> [Objetivo del ejercicio]:
Copia sin cambios el fragmento del texto sobre Ada Colau y Barcelona que va desde "Ardía Roma y" hasta "propinó la naturaleza.", ambos incluidos.

> [Texto del documento]:
____________
Ardía Roma y Nerón tocaba la lira. Arde Barcelona y Ada Colau, desquiciada por los pitos que le dedican, no toca la flauta ni por casualidad. Adicta al vicio de mentir, sus ojos delatan a la antisistema, okupa, anarca y fan de la Semana Trágica cada vez que ve cómo el caos arrasa la ciudad, ahuyenta inversiones y negocios, empobrece la calidad de vida, lidera el ranking de delincuencia de España y regala titulares e imágenes de barahúnda e inseguridad a la prensa internacional. Como impostora de ideas izquierdistas, feministas y progresistas, fue y es una revolucionaria de las que no se atreven a saquear solas y necesitan manadas que son refugio de cobardes, navajeros y violadores de distinto origen y pelaje. Subproducto caducada de ideologías que pudieron ser dignas sin violencia, hace pagar a la sociedad su rencor por el maltrato intelectual que le propinó la naturaleza.
Se veía su catadura de actriz letal con pocas luces disfrazada de carmelita bien calzada que prometía imposibles a sabiendas. Pero por azares de la vida y la política, se le dio la ocasión de ser vil y la aprovecha, como hacen las/os viles que devastan la ciudad aprovechando que ella ha derribado la Guardia Urbana. Como comunera y libertaria simulada, lo único que ha cambiado es su actual vida de burguesa con chófer, guardaespaldas y escuadrones de aspirantes a bandoleros, maleantes y perdonavidas. Antisistema de las que llaman ideales e idealistas actos que castiga todo código penal democrático, amenazó: “desobedeceremos las leyes que nos parezcan injustas”. Y cuando casi todo está perdido, sigue sin atribuir su fracaso a sus errores de visionaria y los achaca a que la realidad y los hechos son perversos. Así, culpa a los adversarios de sus propias transgresiones y fechorías.
Algo de razón tiene. Porque cuando miraba al palacio de enfrente veía al forajido de Waterloo. Su sucesor cortaba autopistas e incitaba a sus vándalos de los CDR y malhechores de cuello blanco con aquel histórico rebuzno: “apretad, apretad”, y aún chulea con más revueltas que podrían derramar sangre. El nuevo vecino cobija en su partido a veteranos vencidos de Terra Lliure y liderzuelos nada fiables. También contempla a la segunda autoridad de Cataluña que muge: “no considero violencia quemar un contenedor” y pasa revista a la patrulla de ancianos que cortan la Meridiana cuidados por los urbanos. Mientras el No-Do 3 insulta y ridiculiza a la policía autonómica, los heroicos marranos de las cupijas ensayan junto al lumpen cómo será su tierra batasuna.
Estas peligrosas mezcolanzas reafirman el adagio que sentencia que para ser de derechas hay que ser cínico y para ser revolucionario hay que ser tonto. Cuando todo se les va de las manos, se verifica que la falsa izquierda estúpida y la falsa derecha boba no condenan la violencia hasta que llama a su puerta. Mientras llevan Barcelona y Cataluña al desastre, queda exigir que no insulten a la gente de paz apelando a la duda de Goethe a la hora de elegir entre la injusticia y el desorden. Porque han logrado que en Barcelona sean sinónimos. Entre pitos y flautas, Colau destruye con sus pijos y sus perro-flautas la Ciutat Morta de aquel repugnante documental. Y sin música de Wagner que, al menos, aportaría cierta grandeza a la hecatombe.
____________
> [Datos de expresiones referenciales]:

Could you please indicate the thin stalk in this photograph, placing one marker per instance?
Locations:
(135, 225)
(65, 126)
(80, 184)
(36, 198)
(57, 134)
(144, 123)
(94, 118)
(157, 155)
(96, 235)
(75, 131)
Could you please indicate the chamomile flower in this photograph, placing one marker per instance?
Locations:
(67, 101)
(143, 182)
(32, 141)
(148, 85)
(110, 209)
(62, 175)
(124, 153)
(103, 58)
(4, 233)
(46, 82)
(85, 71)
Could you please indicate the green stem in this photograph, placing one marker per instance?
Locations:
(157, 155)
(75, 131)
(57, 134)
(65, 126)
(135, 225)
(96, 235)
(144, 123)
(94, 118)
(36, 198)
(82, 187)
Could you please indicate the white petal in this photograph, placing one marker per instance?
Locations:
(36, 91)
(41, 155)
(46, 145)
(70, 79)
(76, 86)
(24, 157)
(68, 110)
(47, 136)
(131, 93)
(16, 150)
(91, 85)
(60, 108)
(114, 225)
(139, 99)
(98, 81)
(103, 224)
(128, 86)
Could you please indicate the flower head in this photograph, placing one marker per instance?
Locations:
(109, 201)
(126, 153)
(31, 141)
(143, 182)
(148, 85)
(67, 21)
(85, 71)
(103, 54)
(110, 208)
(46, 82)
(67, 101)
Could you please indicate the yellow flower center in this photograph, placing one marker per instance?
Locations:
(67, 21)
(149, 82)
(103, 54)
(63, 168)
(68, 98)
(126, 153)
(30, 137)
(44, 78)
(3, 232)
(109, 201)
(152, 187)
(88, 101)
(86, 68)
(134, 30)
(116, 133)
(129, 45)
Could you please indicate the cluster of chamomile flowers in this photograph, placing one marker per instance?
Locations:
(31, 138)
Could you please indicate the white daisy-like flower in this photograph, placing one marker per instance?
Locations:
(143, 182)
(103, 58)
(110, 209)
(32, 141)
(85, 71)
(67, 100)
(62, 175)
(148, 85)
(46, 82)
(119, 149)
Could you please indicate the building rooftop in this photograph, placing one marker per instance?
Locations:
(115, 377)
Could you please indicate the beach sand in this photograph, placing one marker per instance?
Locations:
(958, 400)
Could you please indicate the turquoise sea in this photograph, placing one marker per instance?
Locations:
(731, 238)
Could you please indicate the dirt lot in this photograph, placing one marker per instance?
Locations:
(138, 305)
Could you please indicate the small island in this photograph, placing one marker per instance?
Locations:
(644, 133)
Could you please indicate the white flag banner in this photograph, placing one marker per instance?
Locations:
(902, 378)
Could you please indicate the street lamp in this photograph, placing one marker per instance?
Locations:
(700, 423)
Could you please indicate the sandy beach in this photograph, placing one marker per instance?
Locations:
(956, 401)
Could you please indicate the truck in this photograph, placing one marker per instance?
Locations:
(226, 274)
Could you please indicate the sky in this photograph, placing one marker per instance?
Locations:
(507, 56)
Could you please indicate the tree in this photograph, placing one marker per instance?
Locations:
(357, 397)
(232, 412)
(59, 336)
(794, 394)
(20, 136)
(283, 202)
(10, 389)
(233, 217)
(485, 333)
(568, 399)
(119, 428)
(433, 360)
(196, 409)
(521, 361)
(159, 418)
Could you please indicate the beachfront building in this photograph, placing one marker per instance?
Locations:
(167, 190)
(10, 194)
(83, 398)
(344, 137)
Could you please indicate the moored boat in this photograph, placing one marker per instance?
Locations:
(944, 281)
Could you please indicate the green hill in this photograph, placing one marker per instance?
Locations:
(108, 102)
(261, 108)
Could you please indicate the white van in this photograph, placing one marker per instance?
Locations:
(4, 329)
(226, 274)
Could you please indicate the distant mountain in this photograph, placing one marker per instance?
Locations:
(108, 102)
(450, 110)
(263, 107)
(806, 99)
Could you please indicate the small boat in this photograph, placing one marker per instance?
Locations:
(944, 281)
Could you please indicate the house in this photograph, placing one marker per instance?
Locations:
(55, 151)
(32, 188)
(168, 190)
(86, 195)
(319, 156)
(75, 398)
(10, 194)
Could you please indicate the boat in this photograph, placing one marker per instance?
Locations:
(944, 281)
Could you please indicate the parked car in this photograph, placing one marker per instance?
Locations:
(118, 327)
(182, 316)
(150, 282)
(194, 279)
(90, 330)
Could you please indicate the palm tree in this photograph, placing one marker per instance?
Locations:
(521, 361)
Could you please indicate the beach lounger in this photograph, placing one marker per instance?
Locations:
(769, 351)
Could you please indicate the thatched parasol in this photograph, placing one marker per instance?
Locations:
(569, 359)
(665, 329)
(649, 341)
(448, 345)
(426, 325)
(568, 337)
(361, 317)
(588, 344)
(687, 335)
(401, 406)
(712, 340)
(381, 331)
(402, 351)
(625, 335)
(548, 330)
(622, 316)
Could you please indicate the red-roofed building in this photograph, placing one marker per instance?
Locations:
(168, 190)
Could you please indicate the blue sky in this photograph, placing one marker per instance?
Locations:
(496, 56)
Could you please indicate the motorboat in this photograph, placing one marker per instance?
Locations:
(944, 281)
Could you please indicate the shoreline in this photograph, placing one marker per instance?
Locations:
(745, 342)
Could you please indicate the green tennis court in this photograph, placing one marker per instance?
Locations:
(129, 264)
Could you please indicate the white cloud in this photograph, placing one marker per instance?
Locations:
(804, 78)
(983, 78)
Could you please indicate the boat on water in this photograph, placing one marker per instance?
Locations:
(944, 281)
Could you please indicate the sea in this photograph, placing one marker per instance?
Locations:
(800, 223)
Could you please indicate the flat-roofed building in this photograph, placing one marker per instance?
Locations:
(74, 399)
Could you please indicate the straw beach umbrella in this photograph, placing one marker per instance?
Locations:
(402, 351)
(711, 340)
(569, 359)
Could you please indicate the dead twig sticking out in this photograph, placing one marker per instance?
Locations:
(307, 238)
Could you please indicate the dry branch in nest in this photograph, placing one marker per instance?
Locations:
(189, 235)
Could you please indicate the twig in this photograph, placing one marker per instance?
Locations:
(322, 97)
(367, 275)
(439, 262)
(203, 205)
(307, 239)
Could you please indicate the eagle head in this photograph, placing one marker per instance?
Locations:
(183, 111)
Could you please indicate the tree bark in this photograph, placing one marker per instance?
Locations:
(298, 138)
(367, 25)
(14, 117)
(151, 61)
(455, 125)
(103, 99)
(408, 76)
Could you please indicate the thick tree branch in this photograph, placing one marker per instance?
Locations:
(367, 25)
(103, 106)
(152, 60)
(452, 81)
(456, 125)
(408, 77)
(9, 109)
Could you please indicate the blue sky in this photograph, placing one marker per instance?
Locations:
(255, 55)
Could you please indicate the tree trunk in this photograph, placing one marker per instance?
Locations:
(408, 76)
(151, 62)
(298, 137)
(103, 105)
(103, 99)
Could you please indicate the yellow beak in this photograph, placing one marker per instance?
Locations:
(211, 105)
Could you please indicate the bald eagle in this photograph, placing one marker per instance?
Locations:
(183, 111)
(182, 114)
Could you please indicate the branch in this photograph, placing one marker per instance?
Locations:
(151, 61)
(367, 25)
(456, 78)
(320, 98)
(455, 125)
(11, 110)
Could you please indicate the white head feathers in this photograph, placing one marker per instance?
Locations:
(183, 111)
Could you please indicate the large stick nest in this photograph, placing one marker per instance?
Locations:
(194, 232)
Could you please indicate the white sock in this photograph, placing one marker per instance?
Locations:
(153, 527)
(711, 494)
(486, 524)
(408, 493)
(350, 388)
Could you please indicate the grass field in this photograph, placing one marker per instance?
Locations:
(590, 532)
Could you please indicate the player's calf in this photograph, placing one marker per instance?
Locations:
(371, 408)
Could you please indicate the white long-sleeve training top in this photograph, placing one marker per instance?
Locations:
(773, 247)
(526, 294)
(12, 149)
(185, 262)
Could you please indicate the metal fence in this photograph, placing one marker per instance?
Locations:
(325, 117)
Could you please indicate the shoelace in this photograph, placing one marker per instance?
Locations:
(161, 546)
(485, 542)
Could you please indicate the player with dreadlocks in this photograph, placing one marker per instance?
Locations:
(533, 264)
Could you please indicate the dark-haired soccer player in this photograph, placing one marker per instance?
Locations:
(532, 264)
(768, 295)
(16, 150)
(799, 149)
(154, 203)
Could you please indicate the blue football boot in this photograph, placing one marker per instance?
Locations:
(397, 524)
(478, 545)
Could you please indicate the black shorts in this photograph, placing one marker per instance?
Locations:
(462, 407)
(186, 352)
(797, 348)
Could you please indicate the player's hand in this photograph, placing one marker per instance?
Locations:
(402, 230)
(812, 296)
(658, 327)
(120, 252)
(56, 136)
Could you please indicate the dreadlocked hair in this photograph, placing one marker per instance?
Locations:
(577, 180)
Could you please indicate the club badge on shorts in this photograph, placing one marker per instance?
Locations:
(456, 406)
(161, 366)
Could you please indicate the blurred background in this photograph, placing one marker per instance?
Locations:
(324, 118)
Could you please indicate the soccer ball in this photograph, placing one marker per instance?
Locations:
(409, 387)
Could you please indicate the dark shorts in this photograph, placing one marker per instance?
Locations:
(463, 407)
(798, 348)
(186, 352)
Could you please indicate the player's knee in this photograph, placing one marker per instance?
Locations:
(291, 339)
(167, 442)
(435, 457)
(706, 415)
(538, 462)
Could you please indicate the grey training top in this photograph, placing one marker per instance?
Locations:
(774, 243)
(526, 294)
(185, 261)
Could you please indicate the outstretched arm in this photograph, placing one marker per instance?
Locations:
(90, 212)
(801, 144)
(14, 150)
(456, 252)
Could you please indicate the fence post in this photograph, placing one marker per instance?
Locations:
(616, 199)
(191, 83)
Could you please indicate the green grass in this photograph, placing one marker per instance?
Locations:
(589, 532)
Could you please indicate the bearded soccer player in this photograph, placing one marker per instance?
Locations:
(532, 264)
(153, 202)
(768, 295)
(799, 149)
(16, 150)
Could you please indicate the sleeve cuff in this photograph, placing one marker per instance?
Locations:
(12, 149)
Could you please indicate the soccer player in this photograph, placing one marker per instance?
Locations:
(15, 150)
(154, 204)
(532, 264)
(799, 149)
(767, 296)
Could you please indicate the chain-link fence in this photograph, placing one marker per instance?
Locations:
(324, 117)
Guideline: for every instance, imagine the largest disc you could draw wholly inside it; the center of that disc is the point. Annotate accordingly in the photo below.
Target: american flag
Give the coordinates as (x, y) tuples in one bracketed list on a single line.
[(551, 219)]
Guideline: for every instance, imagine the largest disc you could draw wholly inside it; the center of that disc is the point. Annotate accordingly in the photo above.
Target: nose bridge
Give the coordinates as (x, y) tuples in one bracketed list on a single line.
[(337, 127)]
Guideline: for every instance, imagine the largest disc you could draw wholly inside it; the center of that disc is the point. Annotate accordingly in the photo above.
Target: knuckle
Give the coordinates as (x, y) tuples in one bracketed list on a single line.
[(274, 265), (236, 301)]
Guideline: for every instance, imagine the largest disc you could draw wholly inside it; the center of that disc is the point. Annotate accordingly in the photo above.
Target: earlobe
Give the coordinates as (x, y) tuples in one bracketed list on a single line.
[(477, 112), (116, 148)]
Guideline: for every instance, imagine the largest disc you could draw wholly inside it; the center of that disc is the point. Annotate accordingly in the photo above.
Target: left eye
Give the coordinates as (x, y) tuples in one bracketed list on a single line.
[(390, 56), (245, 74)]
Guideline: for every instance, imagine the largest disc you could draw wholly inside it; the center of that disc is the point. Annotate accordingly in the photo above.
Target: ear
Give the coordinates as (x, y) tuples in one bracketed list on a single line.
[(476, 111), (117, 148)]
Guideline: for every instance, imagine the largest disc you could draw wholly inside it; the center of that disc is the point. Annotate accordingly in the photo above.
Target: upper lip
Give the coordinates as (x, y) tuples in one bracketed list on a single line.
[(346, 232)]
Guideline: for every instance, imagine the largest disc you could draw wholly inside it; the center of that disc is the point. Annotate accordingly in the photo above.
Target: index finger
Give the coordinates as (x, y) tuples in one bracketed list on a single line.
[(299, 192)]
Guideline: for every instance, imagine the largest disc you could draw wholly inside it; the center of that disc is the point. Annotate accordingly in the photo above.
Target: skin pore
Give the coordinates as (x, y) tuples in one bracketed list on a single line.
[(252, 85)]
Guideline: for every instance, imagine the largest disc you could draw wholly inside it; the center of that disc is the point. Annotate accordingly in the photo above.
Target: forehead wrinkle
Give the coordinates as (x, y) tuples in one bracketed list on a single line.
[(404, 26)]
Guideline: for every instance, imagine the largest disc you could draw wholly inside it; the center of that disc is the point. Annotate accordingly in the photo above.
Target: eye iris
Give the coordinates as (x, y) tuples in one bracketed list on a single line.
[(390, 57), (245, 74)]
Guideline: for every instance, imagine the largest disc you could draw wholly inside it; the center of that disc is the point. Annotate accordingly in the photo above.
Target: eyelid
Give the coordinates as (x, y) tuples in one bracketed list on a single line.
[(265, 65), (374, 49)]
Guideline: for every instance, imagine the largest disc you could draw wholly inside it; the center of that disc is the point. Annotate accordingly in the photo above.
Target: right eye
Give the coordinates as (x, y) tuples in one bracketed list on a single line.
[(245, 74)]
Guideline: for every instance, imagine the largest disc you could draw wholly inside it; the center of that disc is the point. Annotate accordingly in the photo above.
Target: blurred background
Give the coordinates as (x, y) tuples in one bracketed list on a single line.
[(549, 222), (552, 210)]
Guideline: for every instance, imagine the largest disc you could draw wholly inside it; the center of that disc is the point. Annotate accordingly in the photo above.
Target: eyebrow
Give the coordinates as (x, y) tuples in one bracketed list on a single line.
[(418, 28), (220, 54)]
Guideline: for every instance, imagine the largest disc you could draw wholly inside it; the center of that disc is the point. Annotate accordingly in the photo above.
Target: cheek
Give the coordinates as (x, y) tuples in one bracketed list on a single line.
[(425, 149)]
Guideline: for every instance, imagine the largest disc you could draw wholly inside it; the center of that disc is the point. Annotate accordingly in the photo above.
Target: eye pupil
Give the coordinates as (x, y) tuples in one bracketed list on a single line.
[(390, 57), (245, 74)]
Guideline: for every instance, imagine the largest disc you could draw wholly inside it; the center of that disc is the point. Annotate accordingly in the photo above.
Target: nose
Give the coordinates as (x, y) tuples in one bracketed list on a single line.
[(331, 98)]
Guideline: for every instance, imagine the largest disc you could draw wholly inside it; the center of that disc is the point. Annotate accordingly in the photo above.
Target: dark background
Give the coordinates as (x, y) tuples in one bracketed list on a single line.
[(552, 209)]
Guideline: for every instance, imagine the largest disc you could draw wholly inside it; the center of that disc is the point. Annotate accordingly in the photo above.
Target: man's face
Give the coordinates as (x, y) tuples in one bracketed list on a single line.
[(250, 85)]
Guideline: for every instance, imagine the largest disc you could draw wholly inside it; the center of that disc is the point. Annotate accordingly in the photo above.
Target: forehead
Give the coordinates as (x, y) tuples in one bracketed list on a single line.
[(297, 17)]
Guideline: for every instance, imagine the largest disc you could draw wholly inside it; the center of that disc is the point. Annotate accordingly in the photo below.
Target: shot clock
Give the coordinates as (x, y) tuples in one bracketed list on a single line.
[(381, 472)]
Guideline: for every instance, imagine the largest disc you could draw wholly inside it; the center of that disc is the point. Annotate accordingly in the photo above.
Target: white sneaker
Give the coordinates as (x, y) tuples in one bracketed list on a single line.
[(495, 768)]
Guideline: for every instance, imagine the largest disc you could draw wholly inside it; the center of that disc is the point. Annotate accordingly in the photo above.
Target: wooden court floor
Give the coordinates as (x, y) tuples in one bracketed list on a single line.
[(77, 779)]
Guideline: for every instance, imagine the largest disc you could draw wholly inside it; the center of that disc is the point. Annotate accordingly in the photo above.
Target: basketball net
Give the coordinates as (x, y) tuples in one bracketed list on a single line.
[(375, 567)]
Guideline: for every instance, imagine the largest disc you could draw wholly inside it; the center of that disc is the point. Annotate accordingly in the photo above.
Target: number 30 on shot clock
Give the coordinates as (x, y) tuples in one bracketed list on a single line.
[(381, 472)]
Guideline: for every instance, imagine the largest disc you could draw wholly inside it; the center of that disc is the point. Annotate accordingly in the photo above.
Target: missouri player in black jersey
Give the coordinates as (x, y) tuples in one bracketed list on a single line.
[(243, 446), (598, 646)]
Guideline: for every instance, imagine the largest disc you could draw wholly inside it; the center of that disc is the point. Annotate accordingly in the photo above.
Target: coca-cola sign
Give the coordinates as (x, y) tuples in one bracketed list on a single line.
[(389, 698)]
____________
> [Solución]:
Ardía Roma y Nerón tocaba la lira. Arde Barcelona y Ada Colau, desquiciada por los pitos que le dedican, no toca la flauta ni por casualidad. Adicta al vicio de mentir, sus ojos delatan a la antisistema, okupa, anarca y fan de la Semana Trágica cada vez que ve cómo el caos arrasa la ciudad, ahuyenta inversiones y negocios, empobrece la calidad de vida, lidera el ranking de delincuencia de España y regala titulares e imágenes de barahúnda e inseguridad a la prensa internacional. Como impostora de ideas izquierdistas, feministas y progresistas, fue y es una revolucionaria de las que no se atreven a saquear solas y necesitan manadas que son refugio de cobardes, navajeros y violadores de distinto origen y pelaje. Subproducto caducada de ideologías que pudieron ser dignas sin violencia, hace pagar a la sociedad su rencor por el maltrato intelectual que le propinó la naturaleza.